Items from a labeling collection
-- BEGIN --

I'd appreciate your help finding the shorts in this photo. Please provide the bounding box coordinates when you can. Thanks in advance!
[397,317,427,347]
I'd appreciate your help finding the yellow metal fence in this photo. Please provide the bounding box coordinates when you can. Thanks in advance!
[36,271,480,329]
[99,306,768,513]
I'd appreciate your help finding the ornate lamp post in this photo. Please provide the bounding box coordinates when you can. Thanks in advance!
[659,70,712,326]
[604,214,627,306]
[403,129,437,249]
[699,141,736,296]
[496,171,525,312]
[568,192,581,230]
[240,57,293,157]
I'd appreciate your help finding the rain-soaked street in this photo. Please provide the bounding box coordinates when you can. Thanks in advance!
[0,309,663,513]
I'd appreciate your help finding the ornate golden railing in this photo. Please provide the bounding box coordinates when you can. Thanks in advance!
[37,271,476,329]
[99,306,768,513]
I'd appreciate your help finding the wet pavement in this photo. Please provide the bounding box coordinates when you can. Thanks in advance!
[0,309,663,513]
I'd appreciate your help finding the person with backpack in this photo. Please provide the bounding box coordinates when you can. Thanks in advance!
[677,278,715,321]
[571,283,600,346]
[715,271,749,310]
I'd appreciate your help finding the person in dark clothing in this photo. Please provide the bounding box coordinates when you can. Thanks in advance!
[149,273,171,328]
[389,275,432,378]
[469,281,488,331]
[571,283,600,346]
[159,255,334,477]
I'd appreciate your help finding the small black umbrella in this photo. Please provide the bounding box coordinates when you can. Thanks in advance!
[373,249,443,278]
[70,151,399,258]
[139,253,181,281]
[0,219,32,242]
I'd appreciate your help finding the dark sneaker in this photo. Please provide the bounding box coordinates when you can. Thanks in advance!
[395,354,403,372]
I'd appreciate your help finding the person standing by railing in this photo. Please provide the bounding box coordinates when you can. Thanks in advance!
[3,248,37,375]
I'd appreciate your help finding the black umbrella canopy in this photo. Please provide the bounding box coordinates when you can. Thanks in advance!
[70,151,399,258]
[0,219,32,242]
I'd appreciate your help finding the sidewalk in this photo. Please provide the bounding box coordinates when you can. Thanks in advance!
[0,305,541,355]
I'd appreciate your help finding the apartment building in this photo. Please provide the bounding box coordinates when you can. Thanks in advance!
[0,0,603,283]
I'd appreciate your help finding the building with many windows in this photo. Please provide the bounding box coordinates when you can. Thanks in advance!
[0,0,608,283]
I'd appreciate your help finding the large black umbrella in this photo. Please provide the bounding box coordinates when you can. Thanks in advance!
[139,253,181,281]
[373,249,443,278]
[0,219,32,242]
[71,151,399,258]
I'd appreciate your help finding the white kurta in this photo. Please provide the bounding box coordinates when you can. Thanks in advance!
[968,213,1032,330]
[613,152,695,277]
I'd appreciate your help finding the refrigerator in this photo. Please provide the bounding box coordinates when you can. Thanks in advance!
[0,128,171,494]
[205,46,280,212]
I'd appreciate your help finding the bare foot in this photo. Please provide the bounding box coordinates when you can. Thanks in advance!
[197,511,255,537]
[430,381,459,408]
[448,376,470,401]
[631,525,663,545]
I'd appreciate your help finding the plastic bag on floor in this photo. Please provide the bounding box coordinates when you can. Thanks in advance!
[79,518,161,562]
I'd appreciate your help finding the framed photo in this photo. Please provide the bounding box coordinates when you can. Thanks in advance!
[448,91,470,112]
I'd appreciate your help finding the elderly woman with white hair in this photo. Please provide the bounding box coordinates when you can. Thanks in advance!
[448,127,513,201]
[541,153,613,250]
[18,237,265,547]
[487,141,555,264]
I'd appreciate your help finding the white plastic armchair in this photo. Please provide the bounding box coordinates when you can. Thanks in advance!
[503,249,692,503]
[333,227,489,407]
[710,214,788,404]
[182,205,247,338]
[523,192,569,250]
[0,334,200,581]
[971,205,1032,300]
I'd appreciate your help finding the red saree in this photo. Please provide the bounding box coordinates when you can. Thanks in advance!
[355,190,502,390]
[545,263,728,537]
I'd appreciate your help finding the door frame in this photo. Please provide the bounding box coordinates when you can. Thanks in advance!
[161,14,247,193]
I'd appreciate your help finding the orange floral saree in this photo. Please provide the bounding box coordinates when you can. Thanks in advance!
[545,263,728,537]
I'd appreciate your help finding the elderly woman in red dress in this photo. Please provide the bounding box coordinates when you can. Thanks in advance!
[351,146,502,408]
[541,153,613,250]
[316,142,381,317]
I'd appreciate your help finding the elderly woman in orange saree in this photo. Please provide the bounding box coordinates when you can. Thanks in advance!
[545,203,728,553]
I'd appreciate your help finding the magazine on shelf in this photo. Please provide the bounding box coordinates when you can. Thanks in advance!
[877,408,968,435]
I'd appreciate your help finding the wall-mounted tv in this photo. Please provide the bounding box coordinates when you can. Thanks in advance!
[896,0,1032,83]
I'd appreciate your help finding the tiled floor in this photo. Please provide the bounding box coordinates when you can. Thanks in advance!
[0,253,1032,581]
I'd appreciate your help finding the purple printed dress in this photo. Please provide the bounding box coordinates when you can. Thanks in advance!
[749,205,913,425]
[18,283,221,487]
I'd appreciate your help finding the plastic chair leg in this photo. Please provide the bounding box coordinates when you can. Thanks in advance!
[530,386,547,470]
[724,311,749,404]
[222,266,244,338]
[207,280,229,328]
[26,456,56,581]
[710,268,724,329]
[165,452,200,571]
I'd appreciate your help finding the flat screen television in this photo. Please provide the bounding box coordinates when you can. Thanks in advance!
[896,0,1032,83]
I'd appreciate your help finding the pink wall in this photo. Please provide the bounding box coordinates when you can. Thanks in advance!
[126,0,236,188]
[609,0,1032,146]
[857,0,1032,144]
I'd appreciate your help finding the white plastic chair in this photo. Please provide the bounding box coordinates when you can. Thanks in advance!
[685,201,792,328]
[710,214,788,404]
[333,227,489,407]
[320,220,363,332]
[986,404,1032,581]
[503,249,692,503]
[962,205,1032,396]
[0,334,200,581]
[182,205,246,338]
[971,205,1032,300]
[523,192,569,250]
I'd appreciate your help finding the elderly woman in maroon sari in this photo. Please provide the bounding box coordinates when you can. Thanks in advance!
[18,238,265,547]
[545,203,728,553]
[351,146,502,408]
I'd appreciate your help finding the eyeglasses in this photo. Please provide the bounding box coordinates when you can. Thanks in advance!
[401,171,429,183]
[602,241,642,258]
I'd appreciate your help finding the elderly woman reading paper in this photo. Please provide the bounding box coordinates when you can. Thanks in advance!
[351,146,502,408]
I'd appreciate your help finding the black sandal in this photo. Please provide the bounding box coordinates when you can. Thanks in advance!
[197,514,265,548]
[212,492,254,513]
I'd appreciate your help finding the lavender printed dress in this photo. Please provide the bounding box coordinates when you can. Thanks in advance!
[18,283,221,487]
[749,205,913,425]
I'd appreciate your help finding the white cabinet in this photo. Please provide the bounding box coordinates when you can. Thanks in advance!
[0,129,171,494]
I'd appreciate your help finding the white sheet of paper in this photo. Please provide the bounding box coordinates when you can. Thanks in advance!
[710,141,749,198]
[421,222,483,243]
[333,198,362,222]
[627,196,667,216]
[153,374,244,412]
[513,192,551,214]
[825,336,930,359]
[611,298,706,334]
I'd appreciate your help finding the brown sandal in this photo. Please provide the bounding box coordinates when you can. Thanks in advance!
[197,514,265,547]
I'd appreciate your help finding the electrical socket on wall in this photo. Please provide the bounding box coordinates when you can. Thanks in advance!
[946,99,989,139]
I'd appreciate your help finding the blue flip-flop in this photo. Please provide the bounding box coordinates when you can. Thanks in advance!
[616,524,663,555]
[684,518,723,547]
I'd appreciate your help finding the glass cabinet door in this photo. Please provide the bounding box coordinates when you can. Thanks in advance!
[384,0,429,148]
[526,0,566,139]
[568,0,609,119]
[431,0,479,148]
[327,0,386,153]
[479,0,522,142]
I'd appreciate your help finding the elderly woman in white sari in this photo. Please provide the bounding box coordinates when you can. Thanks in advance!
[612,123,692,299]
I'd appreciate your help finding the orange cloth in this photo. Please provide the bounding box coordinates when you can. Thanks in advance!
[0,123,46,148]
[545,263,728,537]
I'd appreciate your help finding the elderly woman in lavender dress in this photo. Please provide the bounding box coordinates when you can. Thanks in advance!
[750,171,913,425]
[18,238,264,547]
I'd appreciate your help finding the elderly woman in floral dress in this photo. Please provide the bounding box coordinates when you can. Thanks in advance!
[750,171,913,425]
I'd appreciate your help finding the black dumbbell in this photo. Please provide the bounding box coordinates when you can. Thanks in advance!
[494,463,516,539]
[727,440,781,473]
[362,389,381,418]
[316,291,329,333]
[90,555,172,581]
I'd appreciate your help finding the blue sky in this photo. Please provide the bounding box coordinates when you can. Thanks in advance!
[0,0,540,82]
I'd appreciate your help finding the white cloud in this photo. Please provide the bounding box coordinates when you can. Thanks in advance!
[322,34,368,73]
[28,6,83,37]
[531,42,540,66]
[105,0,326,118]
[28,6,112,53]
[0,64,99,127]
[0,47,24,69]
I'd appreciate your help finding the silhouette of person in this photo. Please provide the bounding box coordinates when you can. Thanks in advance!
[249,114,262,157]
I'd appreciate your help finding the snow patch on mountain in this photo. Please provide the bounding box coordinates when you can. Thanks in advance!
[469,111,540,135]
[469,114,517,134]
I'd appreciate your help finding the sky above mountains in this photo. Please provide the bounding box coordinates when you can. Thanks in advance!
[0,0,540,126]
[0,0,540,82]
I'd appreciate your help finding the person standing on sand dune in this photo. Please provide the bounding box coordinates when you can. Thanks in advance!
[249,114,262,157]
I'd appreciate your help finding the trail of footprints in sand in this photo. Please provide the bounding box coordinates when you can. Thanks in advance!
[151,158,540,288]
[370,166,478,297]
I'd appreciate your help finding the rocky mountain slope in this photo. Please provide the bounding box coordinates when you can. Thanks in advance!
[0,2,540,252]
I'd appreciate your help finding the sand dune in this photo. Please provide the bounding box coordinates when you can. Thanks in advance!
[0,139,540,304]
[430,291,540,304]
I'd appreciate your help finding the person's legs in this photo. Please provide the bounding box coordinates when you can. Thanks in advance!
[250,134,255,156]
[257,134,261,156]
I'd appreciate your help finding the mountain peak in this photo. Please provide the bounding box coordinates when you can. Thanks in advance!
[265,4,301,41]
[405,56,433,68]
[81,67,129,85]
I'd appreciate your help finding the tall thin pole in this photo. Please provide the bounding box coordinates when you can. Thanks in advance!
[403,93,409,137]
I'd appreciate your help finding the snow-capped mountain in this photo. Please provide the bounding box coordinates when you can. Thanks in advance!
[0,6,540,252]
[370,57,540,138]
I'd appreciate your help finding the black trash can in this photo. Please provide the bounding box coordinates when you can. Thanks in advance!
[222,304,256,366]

-- END --

--- SET EXERCISE ---
Change "umbrella" to "parasol" in the rows starting at the line containing "I'd appreciate your help finding the person standing by" and ending at the line containing "[613,152,695,277]", leaving everything else the same. Give back only those lines.

--- ANSWER BELOW ---
I'd appreciate your help finding the person standing by railing in this photo. Please provide the bounding box coordinates when you can. Thanks in advance!
[3,248,37,375]
I'd appreciate your help finding the black parasol canopy in this photo. Please provide the bounding box coordinates when you can. Thanks in advance!
[70,151,399,258]
[0,219,32,242]
I'd appreciate your help finding the sidewalk in this photo. Please provide the bounding box coordinates when you can. Thanks in advance!
[0,305,541,355]
I'd appreciate your help finding the apartment building in this photo. Please provide the bounding box coordinates when you can. Thanks in advance!
[0,0,603,283]
I'd appreciate your help finding the building with many windows in this photo. Please provide the bounding box coordinates when you can. Thanks in advance!
[0,0,608,283]
I'd appreciate your help finding the large black parasol in this photo. Please provide the bounding box coordinates when you can. Thanks in advance!
[139,253,181,281]
[373,249,443,278]
[0,219,32,242]
[71,151,399,258]
I'd appreciate your help finding the white kurta in this photo. Please provide the bounding box coordinates when you can. Thanks in advance!
[968,213,1032,330]
[613,152,695,277]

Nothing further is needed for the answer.